## PROBLEM REQUIREMENTS:
Copy the line with "green moss, the" and all lines following it through the last line of the entries, exactly as written.

## DATA FOR ANALYSIS:
-- Opening Marker --

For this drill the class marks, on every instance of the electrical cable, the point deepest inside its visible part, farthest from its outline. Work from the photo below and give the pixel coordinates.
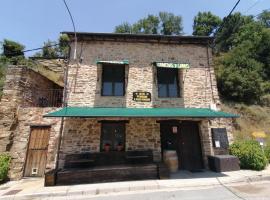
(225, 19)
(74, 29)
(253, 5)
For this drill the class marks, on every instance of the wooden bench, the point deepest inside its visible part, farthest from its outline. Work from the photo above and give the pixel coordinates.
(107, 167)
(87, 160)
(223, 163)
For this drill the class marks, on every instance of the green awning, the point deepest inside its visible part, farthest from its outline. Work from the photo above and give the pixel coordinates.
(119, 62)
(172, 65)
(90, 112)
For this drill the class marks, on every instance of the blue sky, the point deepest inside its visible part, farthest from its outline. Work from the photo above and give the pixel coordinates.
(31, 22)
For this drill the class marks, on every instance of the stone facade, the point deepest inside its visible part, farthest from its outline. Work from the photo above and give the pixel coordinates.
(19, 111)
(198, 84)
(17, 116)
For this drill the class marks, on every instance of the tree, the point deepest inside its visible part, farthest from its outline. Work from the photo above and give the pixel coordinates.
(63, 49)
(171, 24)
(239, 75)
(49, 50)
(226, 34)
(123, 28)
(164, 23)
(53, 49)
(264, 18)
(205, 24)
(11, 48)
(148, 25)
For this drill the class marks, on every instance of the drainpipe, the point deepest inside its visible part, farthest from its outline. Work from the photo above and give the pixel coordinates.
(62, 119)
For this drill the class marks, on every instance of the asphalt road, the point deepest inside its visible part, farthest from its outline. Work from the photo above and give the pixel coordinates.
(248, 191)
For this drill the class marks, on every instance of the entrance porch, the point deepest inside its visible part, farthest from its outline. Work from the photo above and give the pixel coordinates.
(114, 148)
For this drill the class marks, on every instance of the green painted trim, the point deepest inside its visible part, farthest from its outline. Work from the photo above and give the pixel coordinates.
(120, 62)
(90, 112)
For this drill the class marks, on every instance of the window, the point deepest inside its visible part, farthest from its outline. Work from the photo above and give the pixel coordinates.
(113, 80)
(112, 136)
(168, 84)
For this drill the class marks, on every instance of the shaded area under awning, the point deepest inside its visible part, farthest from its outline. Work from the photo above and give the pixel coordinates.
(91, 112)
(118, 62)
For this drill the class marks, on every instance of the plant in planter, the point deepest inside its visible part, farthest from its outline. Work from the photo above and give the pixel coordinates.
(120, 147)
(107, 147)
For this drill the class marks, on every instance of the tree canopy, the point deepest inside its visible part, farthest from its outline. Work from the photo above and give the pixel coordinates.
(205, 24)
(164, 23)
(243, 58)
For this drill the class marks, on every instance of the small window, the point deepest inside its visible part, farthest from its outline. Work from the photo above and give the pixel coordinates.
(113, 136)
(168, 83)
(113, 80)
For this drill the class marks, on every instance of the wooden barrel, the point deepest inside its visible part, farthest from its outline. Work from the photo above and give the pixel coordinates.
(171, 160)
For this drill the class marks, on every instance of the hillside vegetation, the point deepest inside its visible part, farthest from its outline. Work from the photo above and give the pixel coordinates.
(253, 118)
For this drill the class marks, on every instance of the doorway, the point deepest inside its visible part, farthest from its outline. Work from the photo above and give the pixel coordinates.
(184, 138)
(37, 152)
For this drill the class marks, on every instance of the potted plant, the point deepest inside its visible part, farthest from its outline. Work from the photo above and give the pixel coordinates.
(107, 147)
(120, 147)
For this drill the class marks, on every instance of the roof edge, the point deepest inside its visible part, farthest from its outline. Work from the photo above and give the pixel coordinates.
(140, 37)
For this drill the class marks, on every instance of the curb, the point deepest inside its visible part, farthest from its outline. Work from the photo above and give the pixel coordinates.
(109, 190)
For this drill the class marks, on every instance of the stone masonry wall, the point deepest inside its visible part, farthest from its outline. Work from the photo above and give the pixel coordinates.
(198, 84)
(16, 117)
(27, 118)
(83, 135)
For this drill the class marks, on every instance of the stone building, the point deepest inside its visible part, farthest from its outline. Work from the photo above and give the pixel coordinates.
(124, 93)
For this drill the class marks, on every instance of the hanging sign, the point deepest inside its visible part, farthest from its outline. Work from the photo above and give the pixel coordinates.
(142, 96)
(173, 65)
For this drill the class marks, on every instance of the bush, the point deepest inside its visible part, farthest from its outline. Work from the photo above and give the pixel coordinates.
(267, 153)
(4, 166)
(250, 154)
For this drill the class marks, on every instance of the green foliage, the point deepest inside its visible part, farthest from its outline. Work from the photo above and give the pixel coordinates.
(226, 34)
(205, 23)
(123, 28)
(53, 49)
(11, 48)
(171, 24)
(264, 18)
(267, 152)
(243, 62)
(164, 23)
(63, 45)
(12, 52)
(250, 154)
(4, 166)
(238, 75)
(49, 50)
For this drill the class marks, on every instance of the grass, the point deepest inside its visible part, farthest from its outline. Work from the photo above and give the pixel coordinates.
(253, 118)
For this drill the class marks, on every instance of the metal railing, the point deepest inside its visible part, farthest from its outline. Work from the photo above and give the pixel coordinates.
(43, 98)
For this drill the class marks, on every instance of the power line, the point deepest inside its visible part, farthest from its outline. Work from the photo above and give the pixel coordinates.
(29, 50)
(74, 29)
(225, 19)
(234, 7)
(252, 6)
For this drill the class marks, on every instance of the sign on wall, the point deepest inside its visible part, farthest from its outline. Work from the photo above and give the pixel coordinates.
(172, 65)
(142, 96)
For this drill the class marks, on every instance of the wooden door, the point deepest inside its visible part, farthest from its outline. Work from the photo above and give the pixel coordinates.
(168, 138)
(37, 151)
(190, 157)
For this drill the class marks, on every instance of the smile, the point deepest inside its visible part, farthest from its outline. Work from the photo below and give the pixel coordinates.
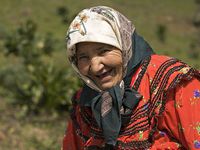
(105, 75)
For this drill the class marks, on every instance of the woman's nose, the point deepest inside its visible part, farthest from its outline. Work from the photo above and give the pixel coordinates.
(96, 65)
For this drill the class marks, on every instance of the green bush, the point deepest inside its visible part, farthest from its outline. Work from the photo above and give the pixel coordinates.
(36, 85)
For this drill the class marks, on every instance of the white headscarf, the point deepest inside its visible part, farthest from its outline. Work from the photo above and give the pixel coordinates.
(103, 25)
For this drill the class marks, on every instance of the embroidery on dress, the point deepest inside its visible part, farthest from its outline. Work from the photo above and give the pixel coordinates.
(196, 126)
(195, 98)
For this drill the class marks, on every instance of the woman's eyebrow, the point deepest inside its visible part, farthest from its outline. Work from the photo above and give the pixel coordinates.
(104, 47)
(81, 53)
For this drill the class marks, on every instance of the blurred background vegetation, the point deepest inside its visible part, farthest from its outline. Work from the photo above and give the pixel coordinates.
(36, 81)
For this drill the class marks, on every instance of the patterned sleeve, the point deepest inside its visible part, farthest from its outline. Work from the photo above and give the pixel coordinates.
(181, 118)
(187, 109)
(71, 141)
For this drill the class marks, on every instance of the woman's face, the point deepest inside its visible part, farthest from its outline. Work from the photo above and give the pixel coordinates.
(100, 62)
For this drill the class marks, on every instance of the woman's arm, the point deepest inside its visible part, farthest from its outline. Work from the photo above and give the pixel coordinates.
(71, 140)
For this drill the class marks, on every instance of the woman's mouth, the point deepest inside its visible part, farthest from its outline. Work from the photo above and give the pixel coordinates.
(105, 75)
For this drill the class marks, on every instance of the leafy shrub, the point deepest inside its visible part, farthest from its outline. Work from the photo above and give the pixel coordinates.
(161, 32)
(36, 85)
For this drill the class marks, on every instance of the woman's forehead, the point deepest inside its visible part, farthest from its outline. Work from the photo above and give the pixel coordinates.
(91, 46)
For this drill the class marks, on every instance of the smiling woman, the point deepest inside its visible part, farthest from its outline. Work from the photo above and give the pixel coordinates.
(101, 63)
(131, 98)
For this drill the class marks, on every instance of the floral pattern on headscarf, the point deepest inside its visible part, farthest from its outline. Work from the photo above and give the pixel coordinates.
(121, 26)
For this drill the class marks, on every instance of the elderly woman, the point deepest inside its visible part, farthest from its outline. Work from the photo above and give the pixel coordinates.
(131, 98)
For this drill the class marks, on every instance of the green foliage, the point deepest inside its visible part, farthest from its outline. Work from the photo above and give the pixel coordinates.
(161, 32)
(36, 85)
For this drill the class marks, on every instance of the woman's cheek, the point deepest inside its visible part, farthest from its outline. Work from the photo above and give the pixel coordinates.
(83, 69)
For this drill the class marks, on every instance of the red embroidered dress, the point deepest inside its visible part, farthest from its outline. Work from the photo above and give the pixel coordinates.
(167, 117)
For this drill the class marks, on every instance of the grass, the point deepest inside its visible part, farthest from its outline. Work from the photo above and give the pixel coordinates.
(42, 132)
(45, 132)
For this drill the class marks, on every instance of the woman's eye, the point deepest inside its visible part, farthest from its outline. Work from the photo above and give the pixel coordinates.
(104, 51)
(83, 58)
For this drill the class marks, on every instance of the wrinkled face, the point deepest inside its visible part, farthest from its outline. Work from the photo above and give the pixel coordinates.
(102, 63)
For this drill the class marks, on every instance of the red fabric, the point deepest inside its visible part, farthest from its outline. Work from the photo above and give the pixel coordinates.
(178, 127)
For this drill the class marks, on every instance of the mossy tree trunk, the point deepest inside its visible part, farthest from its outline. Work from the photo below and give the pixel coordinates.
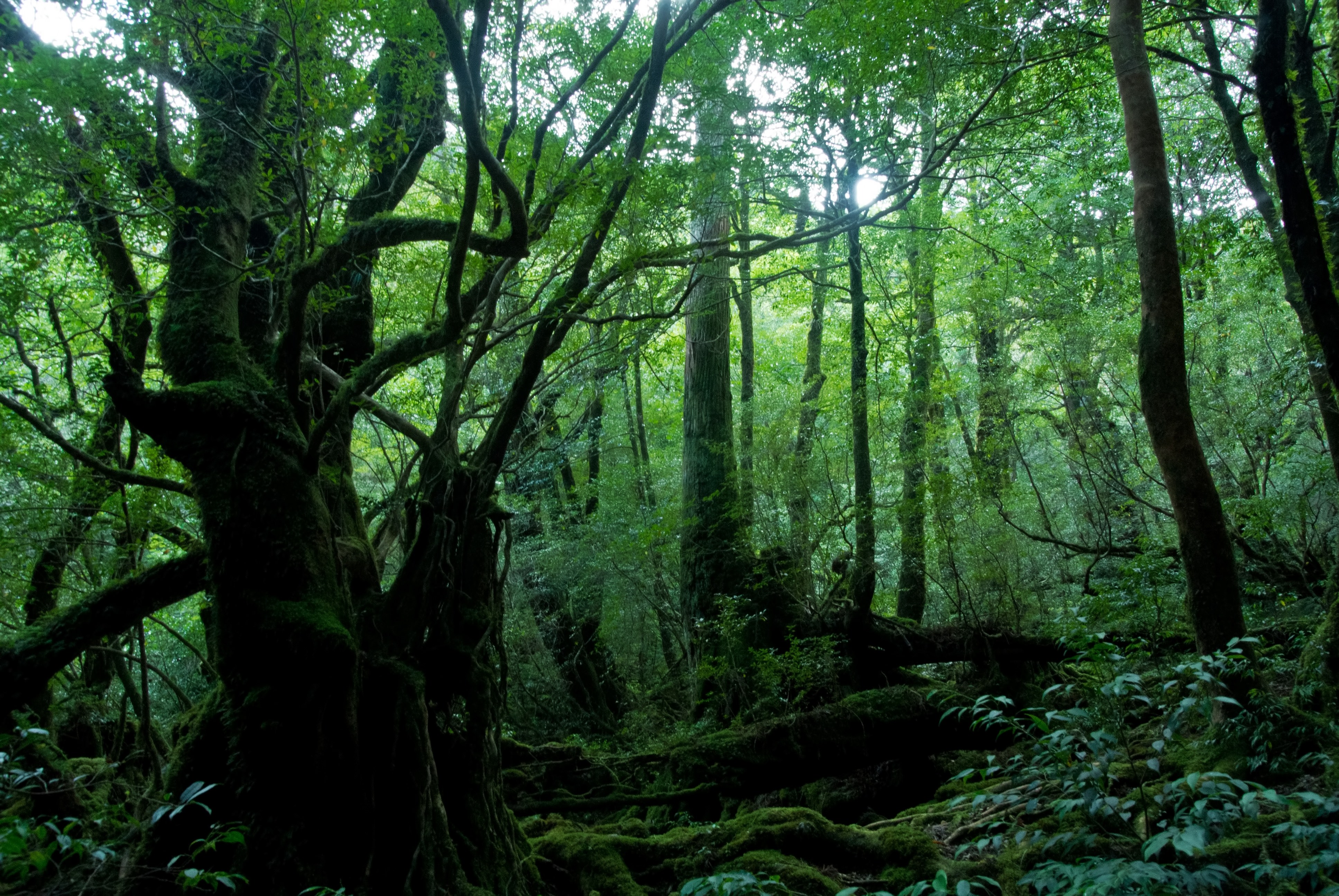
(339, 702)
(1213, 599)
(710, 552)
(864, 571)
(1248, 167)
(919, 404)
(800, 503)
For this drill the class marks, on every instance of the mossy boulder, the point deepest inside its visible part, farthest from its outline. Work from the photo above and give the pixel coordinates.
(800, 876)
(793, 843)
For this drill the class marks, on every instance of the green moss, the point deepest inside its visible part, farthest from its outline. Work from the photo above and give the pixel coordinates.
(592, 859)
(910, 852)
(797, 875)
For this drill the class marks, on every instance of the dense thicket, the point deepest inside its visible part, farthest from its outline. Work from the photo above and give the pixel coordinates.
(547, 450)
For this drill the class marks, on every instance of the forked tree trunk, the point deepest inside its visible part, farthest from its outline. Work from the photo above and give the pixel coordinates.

-- Closing Marker --

## PROBLEM SOLUTION:
For this drill the class marks, on every instance of the green moss, the point deepest inside its visible part, farthest from its outline. Work from the photo above and give the pixel coordinates.
(592, 859)
(910, 852)
(797, 875)
For this drill the class marks, on every instance of the dense thicket, the point deepest inside its visible part, farthest from its outline. Work from the photo above and give the pixel coordinates.
(547, 450)
For this drill the class marks, on every instance of the forked tree trunk, the point deepest inside its visible part, farthest from its outline. Work from the photo above and give the pixel coordinates.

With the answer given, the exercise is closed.